Task statement -> Once the data has been read, return all of it precisely as written.

Natural-language object grounding data:
——
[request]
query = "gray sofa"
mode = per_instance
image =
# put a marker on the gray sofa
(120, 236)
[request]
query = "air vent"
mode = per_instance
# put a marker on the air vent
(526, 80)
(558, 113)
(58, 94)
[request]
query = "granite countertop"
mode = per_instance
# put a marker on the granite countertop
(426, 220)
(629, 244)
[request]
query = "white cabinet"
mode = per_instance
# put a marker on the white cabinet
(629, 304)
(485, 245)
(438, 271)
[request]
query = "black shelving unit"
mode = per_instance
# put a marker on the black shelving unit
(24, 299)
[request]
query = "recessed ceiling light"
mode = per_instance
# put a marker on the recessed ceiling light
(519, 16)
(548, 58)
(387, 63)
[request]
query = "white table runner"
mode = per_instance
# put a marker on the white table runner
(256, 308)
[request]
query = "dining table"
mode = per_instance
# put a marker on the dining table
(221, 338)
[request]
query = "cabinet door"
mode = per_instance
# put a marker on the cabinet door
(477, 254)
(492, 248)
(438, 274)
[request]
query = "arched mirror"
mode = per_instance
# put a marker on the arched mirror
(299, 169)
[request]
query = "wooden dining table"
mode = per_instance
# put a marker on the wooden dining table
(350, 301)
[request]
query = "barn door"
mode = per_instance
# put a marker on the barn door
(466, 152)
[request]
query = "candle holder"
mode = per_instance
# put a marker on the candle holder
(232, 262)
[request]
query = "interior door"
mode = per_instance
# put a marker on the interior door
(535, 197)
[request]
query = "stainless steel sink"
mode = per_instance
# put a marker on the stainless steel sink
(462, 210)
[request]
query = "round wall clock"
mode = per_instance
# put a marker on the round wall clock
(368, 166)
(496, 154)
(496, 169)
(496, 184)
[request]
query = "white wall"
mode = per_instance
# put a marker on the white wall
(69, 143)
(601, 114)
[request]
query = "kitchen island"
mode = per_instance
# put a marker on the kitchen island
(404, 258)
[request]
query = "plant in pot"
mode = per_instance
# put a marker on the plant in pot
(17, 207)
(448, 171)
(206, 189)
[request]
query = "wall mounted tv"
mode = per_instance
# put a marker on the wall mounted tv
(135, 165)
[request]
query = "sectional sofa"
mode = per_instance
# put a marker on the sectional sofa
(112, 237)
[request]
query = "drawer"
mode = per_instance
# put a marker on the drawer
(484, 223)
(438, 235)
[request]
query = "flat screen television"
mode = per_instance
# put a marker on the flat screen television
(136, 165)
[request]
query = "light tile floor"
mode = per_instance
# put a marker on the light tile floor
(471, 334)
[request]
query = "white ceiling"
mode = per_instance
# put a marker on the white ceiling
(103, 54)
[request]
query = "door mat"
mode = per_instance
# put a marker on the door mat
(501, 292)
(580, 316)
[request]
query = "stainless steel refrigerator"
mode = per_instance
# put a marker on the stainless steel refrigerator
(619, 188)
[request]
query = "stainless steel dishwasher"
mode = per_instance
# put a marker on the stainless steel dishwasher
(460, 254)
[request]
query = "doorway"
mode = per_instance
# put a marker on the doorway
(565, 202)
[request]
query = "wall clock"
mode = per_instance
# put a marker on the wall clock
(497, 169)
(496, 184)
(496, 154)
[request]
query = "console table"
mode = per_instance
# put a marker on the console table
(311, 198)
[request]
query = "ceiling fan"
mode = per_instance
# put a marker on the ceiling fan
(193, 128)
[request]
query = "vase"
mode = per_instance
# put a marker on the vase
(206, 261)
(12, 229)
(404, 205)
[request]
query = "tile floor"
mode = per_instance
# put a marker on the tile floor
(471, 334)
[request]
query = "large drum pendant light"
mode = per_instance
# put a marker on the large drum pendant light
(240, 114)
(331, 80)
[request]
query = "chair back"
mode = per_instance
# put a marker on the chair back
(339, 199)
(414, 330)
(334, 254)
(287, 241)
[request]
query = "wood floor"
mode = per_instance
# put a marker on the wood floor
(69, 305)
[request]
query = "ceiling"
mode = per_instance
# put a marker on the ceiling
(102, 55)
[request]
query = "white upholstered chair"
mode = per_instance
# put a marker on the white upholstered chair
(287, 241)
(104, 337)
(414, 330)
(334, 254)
——
Answer space ->
[request]
query = "gray sofa"
mode = per_instance
image =
# put a marker on the gray sofa
(120, 236)
[request]
query = "air vent"
mode = per_instance
# put a marker on the air vent
(526, 80)
(558, 113)
(58, 94)
[request]
query = "granite countertop"
mode = per_instance
# put a marker on the granite countertop
(426, 220)
(629, 244)
[request]
query = "white cabinet"
mode = per_instance
# put a marker on the white cabinet
(629, 304)
(485, 245)
(438, 271)
[request]
query = "black shelving unit"
mode = per_instance
# put a marker on the black shelving unit
(24, 299)
[request]
query = "recessed ceiling light"
mode = per_instance
# put a marker on the recessed ceiling light
(519, 16)
(548, 58)
(387, 63)
[request]
query = "white table runner"
mode = per_instance
# put a marker on the white table runner
(256, 308)
[request]
query = "dining table"
mode = per_instance
# put a marker on the dining table
(221, 338)
[request]
query = "cabinet door"
mode = per_instance
# put a marker on the cabinet door
(477, 254)
(492, 248)
(438, 274)
[request]
query = "arched mirror"
mode = per_instance
# put a marker on the arched mirror
(299, 169)
[request]
query = "wooden dining table"
mode = per_instance
# put a marker on the wooden dining table
(350, 301)
[request]
query = "barn door"
mode = per_instance
# put a marker on the barn door
(466, 152)
[request]
query = "candle holder"
mode = per_instance
# put a marker on the candle holder
(232, 262)
[request]
query = "interior door"
mode = per_instance
# put a marker on the interior door
(535, 197)
[request]
query = "stainless steel sink"
mode = per_instance
# put a marker on the stainless steel sink
(462, 210)
[request]
query = "round wall clock"
mode = per_instance
# put a marker on the round wall clock
(368, 166)
(496, 154)
(496, 169)
(496, 184)
[request]
query = "white wall"
mode = per_instance
# put a marker on the white wall
(69, 143)
(601, 114)
[request]
query = "kitchen island"
mode = per_instance
# put a marker on the kitchen island
(404, 258)
[request]
query = "plant in pot"
mode = per_instance
# put a marker on the plant in pot
(17, 207)
(448, 171)
(206, 189)
[request]
query = "wall mounted tv"
mode = per_instance
# put a marker on the wall mounted tv
(135, 165)
[request]
query = "sectional sofa"
mode = per_instance
# put a marker on the sectional sofa
(112, 237)
[request]
query = "drawer"
mode = per_instance
# put a marker on the drawer
(484, 223)
(438, 235)
[request]
query = "flat screen television"
mode = per_instance
# put a marker on the flat screen television
(136, 165)
[request]
query = "light tile floor"
mode = per_instance
# put a marker on the light tile floor
(471, 334)
[request]
query = "white ceiling"
mode = per_instance
# put a marker on the white ceiling
(103, 54)
[request]
query = "door mat"
mode = per_instance
# put a marker on the door mat
(501, 292)
(580, 316)
[request]
query = "stainless steel refrigerator"
mode = per_instance
# put a marker on the stainless steel refrigerator
(619, 188)
[request]
query = "stainless steel dishwasher"
mode = per_instance
# put a marker on the stainless steel dishwasher
(460, 254)
[request]
query = "doorway"
mode = per_instance
# put a marker on the doorway
(565, 202)
[request]
query = "wall clock"
mode = per_instance
# put a marker on the wall clock
(497, 169)
(496, 184)
(496, 154)
[request]
query = "console table"
mode = per_instance
# put a marker on the console table
(311, 198)
[request]
query = "ceiling fan"
mode = per_instance
# put a marker on the ceiling fan
(193, 128)
[request]
query = "vase"
mode = per_instance
# put a marker on the vase
(206, 261)
(12, 229)
(404, 205)
[request]
query = "tile floor"
mode = per_instance
# put a marker on the tile floor
(471, 334)
[request]
query = "large drum pendant light"
mode = per_instance
# put a marker on the large drum pendant light
(240, 114)
(331, 80)
[request]
query = "chair back"
mode = per_instance
# put a marker on the chair back
(339, 199)
(414, 330)
(334, 254)
(287, 241)
[request]
query = "wood floor"
mode = per_instance
# put a marker on the wood floor
(69, 305)
[request]
query = "ceiling"
mode = per_instance
# put a marker on the ceiling
(102, 55)
[request]
query = "white upholstered chair"
mode = per_instance
# put a marker on the white upholstered chair
(287, 241)
(104, 337)
(414, 330)
(334, 254)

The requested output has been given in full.